Data items
========================================

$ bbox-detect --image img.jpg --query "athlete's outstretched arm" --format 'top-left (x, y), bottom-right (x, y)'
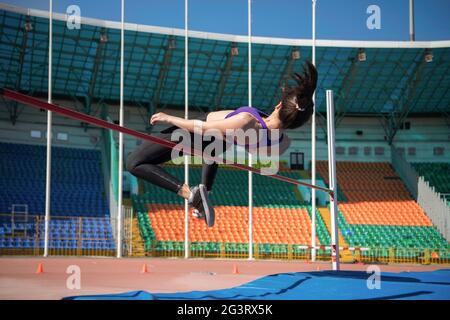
top-left (150, 112), bottom-right (255, 134)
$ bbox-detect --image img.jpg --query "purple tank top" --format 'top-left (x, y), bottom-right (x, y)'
top-left (225, 106), bottom-right (283, 147)
top-left (225, 107), bottom-right (268, 129)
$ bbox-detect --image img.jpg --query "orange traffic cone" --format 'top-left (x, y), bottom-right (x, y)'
top-left (233, 265), bottom-right (239, 274)
top-left (36, 262), bottom-right (44, 273)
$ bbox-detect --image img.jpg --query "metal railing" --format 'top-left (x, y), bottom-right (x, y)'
top-left (391, 145), bottom-right (419, 199)
top-left (132, 240), bottom-right (450, 265)
top-left (417, 177), bottom-right (450, 241)
top-left (0, 214), bottom-right (116, 256)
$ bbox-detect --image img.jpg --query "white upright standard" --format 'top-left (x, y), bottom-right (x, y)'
top-left (327, 90), bottom-right (340, 271)
top-left (117, 0), bottom-right (125, 258)
top-left (311, 0), bottom-right (317, 262)
top-left (184, 0), bottom-right (190, 259)
top-left (247, 0), bottom-right (253, 260)
top-left (44, 0), bottom-right (53, 257)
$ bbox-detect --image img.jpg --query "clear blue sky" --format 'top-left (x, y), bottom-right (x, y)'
top-left (3, 0), bottom-right (450, 40)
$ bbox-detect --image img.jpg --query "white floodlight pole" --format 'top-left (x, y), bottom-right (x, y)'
top-left (184, 0), bottom-right (189, 259)
top-left (247, 0), bottom-right (253, 260)
top-left (327, 90), bottom-right (340, 271)
top-left (44, 0), bottom-right (53, 257)
top-left (311, 0), bottom-right (317, 262)
top-left (117, 0), bottom-right (125, 258)
top-left (409, 0), bottom-right (416, 41)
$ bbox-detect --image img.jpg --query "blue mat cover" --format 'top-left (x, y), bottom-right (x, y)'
top-left (64, 269), bottom-right (450, 300)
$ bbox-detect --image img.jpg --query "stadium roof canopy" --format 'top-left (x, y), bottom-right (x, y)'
top-left (0, 4), bottom-right (450, 127)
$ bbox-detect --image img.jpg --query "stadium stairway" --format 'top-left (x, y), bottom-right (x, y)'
top-left (318, 207), bottom-right (355, 263)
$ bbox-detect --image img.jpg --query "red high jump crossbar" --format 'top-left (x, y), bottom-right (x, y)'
top-left (0, 88), bottom-right (334, 196)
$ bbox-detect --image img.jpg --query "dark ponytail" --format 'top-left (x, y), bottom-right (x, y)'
top-left (278, 61), bottom-right (317, 129)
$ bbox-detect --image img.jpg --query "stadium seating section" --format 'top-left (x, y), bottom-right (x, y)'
top-left (0, 143), bottom-right (114, 249)
top-left (412, 163), bottom-right (450, 201)
top-left (317, 161), bottom-right (448, 249)
top-left (133, 162), bottom-right (448, 253)
top-left (133, 166), bottom-right (329, 252)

========================================

STATED TASK: Please rewrite all of the lines above as a numbered list, dropping any blank lines and leaving the pictures out.

EXPECTED ANSWER:
1. $ bbox-detect --image img.jpg --query "athlete's outstretched arm" --format 'top-left (x, y), bottom-right (x, y)'
2. top-left (150, 112), bottom-right (255, 134)
3. $ bbox-detect --image img.jpg --query "purple tank top" --format 'top-left (x, y), bottom-right (x, y)'
4. top-left (225, 106), bottom-right (283, 147)
5. top-left (225, 107), bottom-right (268, 129)
6. $ bbox-detect --image img.jpg --query "orange traffic cone" --format 'top-left (x, y), bottom-right (x, y)'
7. top-left (233, 265), bottom-right (239, 274)
8. top-left (36, 262), bottom-right (44, 273)
9. $ bbox-detect --image img.jpg --query "metal railing" --format 'top-left (x, y), bottom-right (x, y)'
10. top-left (391, 145), bottom-right (419, 199)
11. top-left (132, 240), bottom-right (450, 265)
12. top-left (417, 177), bottom-right (450, 241)
13. top-left (0, 214), bottom-right (116, 256)
14. $ bbox-detect --image img.jpg --query "white upright standard" --format 'top-left (x, y), bottom-right (x, y)'
15. top-left (327, 90), bottom-right (340, 271)
16. top-left (117, 0), bottom-right (125, 258)
17. top-left (311, 0), bottom-right (317, 262)
18. top-left (184, 0), bottom-right (190, 259)
19. top-left (247, 0), bottom-right (253, 260)
20. top-left (44, 0), bottom-right (53, 257)
21. $ bbox-detect --image img.jpg --query "clear blue sky" --format 'top-left (x, y), bottom-right (x, y)'
22. top-left (3, 0), bottom-right (450, 40)
23. $ bbox-detect --image img.jpg --query "white floodlight pole" --format 'top-left (x, y), bottom-right (x, y)'
24. top-left (184, 0), bottom-right (189, 259)
25. top-left (247, 0), bottom-right (253, 260)
26. top-left (327, 90), bottom-right (340, 271)
27. top-left (44, 0), bottom-right (53, 257)
28. top-left (311, 0), bottom-right (317, 262)
29. top-left (117, 0), bottom-right (125, 258)
30. top-left (409, 0), bottom-right (416, 41)
31. $ bbox-detect --image img.jpg --query "blue mat cover" --format 'top-left (x, y), bottom-right (x, y)'
32. top-left (64, 269), bottom-right (450, 300)
33. $ bbox-detect --image img.jpg --query "stadium roof canopy" --format 'top-left (x, y), bottom-right (x, y)'
34. top-left (0, 4), bottom-right (450, 127)
35. $ bbox-detect --image img.jpg --query "stadium stairway" --format 'top-left (x, y), bottom-right (x, y)'
36. top-left (318, 207), bottom-right (355, 263)
37. $ bbox-detect --image img.jpg --query "red high jump crossbar" --format 'top-left (x, y), bottom-right (x, y)'
38. top-left (0, 88), bottom-right (334, 196)
39. $ bbox-detect --image img.jpg --query "dark ponytail" --format 'top-left (x, y), bottom-right (x, y)'
40. top-left (278, 61), bottom-right (317, 129)
41. $ bbox-detect --image img.jpg --query "stadium seating section" --format 'top-left (x, y), bottom-right (x, y)'
42. top-left (0, 143), bottom-right (114, 249)
43. top-left (412, 163), bottom-right (450, 201)
44. top-left (317, 161), bottom-right (448, 249)
45. top-left (133, 162), bottom-right (448, 253)
46. top-left (133, 166), bottom-right (329, 252)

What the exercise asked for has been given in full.